(DATA IN THIS EXERCISE Opens)

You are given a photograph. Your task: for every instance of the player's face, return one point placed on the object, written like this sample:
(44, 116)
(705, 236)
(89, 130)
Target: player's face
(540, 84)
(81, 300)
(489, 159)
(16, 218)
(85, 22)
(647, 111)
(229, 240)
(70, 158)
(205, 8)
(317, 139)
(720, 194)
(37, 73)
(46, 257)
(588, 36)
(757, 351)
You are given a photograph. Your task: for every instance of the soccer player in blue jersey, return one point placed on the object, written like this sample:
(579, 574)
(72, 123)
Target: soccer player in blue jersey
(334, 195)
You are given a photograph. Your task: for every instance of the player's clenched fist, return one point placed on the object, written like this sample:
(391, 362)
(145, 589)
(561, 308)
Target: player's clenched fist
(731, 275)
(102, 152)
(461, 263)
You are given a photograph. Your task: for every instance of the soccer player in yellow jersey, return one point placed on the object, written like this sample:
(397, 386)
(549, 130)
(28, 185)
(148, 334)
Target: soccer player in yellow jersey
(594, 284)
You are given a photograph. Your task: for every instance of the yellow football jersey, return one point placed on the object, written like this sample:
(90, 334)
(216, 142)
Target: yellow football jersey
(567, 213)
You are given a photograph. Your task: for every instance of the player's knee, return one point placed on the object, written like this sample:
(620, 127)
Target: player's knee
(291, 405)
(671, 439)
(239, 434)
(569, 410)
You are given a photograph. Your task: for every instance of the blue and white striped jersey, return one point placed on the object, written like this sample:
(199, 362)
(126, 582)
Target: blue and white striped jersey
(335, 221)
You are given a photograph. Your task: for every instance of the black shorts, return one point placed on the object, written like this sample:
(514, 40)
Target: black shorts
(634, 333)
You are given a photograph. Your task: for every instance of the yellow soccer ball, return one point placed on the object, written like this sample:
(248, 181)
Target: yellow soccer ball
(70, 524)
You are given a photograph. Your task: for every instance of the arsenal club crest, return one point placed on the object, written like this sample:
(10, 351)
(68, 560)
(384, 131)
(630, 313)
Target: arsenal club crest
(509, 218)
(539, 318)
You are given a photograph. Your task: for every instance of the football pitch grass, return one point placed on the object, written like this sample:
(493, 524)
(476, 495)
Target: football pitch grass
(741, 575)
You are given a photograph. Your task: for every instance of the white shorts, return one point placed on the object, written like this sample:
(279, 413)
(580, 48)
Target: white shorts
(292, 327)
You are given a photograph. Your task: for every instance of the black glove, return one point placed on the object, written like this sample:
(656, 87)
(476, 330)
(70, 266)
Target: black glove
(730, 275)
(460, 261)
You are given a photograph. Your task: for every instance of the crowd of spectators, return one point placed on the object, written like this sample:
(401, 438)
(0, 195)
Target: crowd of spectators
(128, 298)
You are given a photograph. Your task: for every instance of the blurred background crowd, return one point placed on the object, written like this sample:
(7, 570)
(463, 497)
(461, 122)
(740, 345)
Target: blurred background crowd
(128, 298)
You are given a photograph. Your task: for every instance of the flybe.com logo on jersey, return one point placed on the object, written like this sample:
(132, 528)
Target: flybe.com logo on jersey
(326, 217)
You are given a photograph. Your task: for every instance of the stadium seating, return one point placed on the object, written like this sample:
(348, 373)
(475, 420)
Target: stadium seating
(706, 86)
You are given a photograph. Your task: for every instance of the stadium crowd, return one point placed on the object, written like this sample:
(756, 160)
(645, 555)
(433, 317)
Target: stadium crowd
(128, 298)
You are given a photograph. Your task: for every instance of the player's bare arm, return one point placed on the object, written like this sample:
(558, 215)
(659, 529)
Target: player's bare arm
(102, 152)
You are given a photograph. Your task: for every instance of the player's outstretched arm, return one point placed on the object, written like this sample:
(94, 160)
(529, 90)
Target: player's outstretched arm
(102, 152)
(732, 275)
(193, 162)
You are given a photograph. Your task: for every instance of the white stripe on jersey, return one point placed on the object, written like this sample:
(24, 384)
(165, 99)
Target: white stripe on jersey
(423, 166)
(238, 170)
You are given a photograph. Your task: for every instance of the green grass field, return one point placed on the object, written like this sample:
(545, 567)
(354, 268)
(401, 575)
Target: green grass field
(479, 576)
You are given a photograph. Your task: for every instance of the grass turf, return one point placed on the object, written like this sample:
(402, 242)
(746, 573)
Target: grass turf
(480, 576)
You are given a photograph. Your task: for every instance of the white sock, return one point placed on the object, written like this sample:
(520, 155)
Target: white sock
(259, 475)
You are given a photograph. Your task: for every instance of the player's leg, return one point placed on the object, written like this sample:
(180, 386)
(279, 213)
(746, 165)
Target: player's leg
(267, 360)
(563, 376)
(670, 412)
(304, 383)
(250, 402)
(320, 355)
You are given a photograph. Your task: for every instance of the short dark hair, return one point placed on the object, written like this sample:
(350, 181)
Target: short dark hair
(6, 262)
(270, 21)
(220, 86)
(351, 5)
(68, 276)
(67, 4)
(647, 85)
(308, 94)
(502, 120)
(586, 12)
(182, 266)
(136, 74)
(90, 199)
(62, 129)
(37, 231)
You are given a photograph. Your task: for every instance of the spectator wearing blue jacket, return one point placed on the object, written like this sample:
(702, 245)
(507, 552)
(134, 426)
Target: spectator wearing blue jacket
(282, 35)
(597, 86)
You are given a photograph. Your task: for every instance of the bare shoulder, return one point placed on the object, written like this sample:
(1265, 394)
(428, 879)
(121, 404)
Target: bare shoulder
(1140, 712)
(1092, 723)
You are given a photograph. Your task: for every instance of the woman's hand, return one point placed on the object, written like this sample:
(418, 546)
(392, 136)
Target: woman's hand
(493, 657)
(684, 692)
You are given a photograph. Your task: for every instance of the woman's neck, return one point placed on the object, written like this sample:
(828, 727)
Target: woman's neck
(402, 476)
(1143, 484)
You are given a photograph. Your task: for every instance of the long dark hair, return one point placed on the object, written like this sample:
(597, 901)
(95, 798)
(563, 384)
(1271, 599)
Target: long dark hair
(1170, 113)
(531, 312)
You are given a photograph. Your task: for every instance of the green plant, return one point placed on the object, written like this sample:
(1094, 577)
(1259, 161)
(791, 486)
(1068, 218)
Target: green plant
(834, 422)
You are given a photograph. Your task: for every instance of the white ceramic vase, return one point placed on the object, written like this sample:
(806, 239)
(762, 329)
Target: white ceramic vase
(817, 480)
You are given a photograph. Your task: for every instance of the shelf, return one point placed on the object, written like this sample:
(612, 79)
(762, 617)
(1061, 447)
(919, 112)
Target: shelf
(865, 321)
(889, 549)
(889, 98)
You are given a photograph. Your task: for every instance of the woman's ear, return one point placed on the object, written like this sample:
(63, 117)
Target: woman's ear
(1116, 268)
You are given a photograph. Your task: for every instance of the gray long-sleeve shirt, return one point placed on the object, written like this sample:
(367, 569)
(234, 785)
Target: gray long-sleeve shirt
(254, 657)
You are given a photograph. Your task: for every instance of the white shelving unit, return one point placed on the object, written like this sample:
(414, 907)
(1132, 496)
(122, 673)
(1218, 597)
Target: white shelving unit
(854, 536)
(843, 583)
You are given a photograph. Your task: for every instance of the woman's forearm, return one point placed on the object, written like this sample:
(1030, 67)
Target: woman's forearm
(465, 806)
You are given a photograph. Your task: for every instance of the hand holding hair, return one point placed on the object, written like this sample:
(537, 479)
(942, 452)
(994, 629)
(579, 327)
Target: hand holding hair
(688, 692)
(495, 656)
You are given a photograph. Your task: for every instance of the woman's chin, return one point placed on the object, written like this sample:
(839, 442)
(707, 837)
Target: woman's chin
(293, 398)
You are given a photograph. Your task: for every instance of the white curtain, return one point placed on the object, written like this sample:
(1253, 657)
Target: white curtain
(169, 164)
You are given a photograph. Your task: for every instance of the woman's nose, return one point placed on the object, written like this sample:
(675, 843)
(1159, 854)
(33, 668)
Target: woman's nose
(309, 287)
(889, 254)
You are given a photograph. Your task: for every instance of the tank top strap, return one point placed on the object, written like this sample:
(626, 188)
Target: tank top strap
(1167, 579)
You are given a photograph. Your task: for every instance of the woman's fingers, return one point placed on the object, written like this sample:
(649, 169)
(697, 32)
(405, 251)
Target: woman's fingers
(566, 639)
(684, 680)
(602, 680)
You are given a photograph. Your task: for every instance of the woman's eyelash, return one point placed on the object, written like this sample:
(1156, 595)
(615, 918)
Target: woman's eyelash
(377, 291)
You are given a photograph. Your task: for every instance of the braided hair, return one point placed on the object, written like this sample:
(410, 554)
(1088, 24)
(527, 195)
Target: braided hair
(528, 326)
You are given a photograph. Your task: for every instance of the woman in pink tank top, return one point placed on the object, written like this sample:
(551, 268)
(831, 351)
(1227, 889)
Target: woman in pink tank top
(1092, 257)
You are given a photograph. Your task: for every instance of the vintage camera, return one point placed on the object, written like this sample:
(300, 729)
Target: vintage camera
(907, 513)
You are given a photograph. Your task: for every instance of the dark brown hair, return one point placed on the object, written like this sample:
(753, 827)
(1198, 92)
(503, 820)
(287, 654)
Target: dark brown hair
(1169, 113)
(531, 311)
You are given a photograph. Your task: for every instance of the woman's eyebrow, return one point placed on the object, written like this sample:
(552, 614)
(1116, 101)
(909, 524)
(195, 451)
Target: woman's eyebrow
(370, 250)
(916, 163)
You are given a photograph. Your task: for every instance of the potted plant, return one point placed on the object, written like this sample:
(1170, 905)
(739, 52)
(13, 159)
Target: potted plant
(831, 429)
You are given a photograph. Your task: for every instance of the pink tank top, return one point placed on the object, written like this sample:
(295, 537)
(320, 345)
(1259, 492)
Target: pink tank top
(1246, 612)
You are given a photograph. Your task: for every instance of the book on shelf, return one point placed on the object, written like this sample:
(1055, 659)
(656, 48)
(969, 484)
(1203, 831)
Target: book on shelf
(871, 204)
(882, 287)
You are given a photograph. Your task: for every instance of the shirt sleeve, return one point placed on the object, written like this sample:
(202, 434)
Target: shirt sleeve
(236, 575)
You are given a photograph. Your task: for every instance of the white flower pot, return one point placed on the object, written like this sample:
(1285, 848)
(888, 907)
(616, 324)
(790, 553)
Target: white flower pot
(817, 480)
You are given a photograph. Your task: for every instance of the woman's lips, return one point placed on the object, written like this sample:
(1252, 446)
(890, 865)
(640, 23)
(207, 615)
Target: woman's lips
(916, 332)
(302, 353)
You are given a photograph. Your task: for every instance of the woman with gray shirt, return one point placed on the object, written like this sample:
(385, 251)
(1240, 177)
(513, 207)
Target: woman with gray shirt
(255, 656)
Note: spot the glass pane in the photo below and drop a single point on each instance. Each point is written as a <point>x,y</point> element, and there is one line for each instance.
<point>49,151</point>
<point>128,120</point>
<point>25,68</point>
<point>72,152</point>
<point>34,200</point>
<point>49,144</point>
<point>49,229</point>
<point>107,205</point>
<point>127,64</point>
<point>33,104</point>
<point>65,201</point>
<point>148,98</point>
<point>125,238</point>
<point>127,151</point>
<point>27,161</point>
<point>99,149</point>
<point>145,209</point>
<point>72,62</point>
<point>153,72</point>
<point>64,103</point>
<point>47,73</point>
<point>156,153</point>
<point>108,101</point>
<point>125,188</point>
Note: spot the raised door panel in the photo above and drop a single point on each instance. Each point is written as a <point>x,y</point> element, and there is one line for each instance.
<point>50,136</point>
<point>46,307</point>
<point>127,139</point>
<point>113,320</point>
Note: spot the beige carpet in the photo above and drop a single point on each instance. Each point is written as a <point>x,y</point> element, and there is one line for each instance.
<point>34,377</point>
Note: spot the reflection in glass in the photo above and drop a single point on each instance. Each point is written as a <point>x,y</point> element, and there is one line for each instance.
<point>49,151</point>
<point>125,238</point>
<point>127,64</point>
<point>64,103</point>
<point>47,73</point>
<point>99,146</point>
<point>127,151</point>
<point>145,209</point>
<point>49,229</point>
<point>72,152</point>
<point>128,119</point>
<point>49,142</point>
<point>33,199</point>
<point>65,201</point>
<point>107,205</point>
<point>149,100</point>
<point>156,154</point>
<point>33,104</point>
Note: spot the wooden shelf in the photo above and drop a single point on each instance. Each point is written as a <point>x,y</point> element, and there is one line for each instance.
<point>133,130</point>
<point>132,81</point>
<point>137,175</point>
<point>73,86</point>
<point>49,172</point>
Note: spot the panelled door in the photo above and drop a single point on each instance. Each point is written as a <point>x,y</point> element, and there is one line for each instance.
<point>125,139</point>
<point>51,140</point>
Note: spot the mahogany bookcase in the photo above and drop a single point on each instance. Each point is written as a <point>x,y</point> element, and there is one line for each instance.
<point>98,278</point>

(DATA IN THIS EXERCISE Closes)

▶ _WHAT NEEDS TO BE DONE_
Return only the lines from the beginning of the material up to and including the line with "yellow jersey, return", exactly as written.

▶ _TASK OUTPUT_
You are given a photograph. Your task: for every instance of the player's face, return one point placed on the object, written like this sample:
(44, 116)
(705, 236)
(89, 130)
Target: player's face
(540, 84)
(81, 300)
(489, 159)
(16, 218)
(85, 22)
(647, 111)
(229, 240)
(70, 158)
(205, 8)
(317, 139)
(720, 194)
(37, 73)
(46, 257)
(588, 36)
(757, 351)
You are given a photograph. Your task: for every instance of the soccer player in blue jersey, return one point placed on the object, written like this sample:
(579, 574)
(72, 123)
Target: soccer player in blue jersey
(334, 195)
You are given a photograph. Your task: for every instance of the player's clenched fist, return one point placed on the object, written like this sample:
(391, 362)
(145, 589)
(561, 308)
Target: player's clenched fist
(731, 275)
(102, 152)
(461, 263)
You are given a photograph. Your task: for every instance of the soccer player in yellow jersey, return one point placed on the object, written like this sample:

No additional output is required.